**Фрагмент документа**
━━━━━━━━━━━━━━━━━━━━

В самом методе автора «Дилетантизма в науке» сохраняется генерализирующая логика сознания 30-х годов. «Все человечество» подводится теперь не к «одному человеку», но к единой «касте» или «цеху», прообразом которой выступает «каста ученых», сама по себе, вне отождествления с человечеством, оцениваемая автором крайне негативно (как ранее негативной оценке подвергалась отдельная личность, не представительствующая «все человечество»). В содержании статей Герцена прослеживается и религиозно-мифологический транссюжет его писем и незаконченных произведений 30-х годов, но в изрядно трансформированном виде. Этот транссюжет выстраивается вокруг идеи личности — «огненного центра» (Г. Шпет) философского мировоззрения Герцена.

Р. Хестанов пишет: «Реформирование личности предполагает у него прохождение трех стадий: первая стадия — дезорганизованная форма самости — исходное состояние хаоса и случайности личных чувств; вторая стадия — приобщение самости к некоторому порядку универсального, к науке, к философии; наконец, третья стадия — примирение случайного и универсального в творческой и импровизирующей деятельности самости» (Хестанов 1999, 112). Характерно однако, что эксплицированной в тексте статей идеальной моделью, в согласии с которой излагается проект реформации личности, выступает для Герцена жизнь — новый концепт его мысли, сложившийся в начале 40-х годов. «Все живое живо и истинно только как целое, как внутреннее и внешнее, как всеобщее и единичное — сосуществующие. Жизнь связует эти моменты; жизнь — процесс их вечного перехода друг в друга» (Герцен 1, III, 59). По аналогии с жизнью описывается и то состояние науки, которое Герцен видит идеальным и необходимым для реализации своей персонологической и социальной утопии: «В науке природа восстанавливается, освобожденная от власти случайности и внешних влияний, которая притесняет ее в бытии; в науке природа просветляется в чистоте своей логической необходимости; подавляя случайность, наука примиряет бытие с идеей, восстанавляет естественное во всей чистоте, понимает недостаток существования (des Daseins) и поправляет его как власть имущая» (там же, 61).

━━━━━━━━━━━━━━━━━━━━

**Перечень записей**
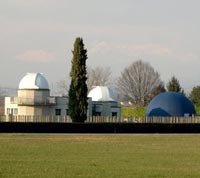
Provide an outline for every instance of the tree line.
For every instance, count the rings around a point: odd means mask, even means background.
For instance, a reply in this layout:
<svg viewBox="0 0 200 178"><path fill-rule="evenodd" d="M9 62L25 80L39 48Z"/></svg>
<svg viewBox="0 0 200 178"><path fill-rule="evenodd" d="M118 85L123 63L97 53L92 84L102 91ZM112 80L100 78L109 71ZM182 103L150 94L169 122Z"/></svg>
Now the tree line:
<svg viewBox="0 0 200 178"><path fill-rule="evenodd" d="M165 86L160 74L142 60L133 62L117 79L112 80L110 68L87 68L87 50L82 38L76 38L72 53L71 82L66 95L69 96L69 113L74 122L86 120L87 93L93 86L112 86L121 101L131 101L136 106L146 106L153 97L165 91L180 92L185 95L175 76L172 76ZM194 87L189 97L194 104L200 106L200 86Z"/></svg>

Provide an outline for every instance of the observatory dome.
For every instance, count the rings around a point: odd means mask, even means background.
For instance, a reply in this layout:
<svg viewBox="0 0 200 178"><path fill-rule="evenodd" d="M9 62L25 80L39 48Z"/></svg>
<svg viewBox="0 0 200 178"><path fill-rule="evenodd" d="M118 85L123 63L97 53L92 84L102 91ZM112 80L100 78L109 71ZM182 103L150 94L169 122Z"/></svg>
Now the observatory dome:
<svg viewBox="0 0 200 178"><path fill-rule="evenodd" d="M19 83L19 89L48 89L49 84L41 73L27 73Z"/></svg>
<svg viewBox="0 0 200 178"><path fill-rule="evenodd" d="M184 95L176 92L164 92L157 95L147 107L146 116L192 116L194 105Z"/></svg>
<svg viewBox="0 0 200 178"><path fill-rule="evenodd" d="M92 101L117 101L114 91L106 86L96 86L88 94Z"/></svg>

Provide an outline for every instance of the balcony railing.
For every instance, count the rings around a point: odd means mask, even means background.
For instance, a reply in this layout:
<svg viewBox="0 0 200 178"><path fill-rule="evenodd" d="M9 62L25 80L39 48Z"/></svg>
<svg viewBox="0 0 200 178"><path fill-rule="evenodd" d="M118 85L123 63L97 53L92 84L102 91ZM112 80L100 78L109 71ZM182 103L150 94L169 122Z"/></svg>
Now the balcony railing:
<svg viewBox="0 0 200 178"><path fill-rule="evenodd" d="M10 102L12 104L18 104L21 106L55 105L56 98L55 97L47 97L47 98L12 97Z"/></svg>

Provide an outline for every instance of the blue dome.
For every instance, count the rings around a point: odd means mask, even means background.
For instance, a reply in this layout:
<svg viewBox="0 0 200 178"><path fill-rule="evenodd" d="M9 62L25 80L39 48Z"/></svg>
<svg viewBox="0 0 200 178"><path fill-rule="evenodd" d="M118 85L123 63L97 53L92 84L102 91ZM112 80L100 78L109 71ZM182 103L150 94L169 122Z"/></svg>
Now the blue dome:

━━━━━━━━━━━━━━━━━━━━

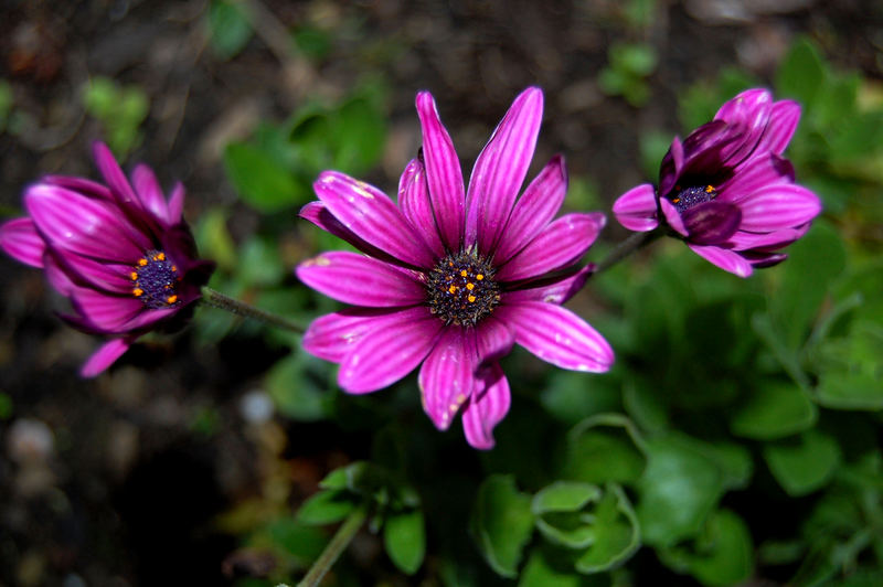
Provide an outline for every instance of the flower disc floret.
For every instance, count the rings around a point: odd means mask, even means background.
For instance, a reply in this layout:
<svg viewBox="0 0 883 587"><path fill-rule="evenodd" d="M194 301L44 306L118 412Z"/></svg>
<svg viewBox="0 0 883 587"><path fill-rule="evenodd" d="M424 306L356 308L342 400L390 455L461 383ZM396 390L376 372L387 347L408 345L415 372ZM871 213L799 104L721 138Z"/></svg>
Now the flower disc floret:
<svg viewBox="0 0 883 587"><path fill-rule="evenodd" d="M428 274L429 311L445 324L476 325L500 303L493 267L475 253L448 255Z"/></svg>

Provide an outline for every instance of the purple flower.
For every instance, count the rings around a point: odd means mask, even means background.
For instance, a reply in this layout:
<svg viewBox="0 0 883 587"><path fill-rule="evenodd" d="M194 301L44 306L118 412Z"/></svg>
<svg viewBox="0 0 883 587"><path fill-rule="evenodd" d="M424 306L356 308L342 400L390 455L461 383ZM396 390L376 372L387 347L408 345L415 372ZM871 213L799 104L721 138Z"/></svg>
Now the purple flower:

━━━━━━━━━━━━━━━━━━━━

**Задания**
a) Можете дословно повторить часть отрывка о Герцене между «В самом методе» и «философского мировоззрения Герцена.», включая оба этих места?
b) Как продолжить отрывок о Герцене, начав сразу после его последнего предложения?

**Итоги упражнения**
a)
В самом методе автора «Дилетантизма в науке» сохраняется генерализирующая логика сознания 30-х годов. «Все человечество» подводится теперь не к «одному человеку», но к единой «касте» или «цеху», прообразом которой выступает «каста ученых», сама по себе, вне отождествления с человечеством, оцениваемая автором крайне негативно (как ранее негативной оценке подвергалась отдельная личность, не представительствующая «все человечество»). В содержании статей Герцена прослеживается и религиозно-мифологический транссюжет его писем и незаконченных произведений 30-х годов, но в изрядно трансформированном виде. Этот транссюжет выстраивается вокруг идеи личности — «огненного центра» (Г. Шпет) философского мировоззрения Герцена.

b)
Самой стилистикой письма Герцена устанавливается тождество различного — науки и жизни, в своем влиянии на личность они замещают друг друга. По-видимому, это связано с тем, что единый концепт своеобразной «жизненауки» моделируется Герценом по образцу гегелевского «конкретного» — превращенной, вобравшей в себя жизнь абсолютной идеи, прошедшей свой путь отчуждающих воплощений в мире природы и истории. «...В качестве философского мышления, — писал Гегель, — дух завершает указанную выше идеализацию вещей тем, что он познает тот определенный способ, каким образующая их общий принцип вечная идея в них раскрывается. Посредством этого познания идеальная природа духа, уже в конечном духе проявляя свою активность, достигает своей завершенной, наиболее конкретной формы, дух возвышается до полностью постигающей себя действительной идеи и тем самым до абсолютного духа» (Гегель Философия духа, 20). «Дух есть само-для-себя-сущее, имеющее себя своим предметом, осуществленное понятие»; «Высшее определение абсолютного состоит в том, что оно не только вообще есть дух, но что оно абсолютно себя открывающий, самосознающий, бесконечно творческий дух» (там же, 25, 31). По Герцену, это и есть «творческий дух» самой жизни, просветленной благодаря науке и преобразившейся в ней, или созидающая сила науки, освободившася от схоластики и соединившаяся с естеством.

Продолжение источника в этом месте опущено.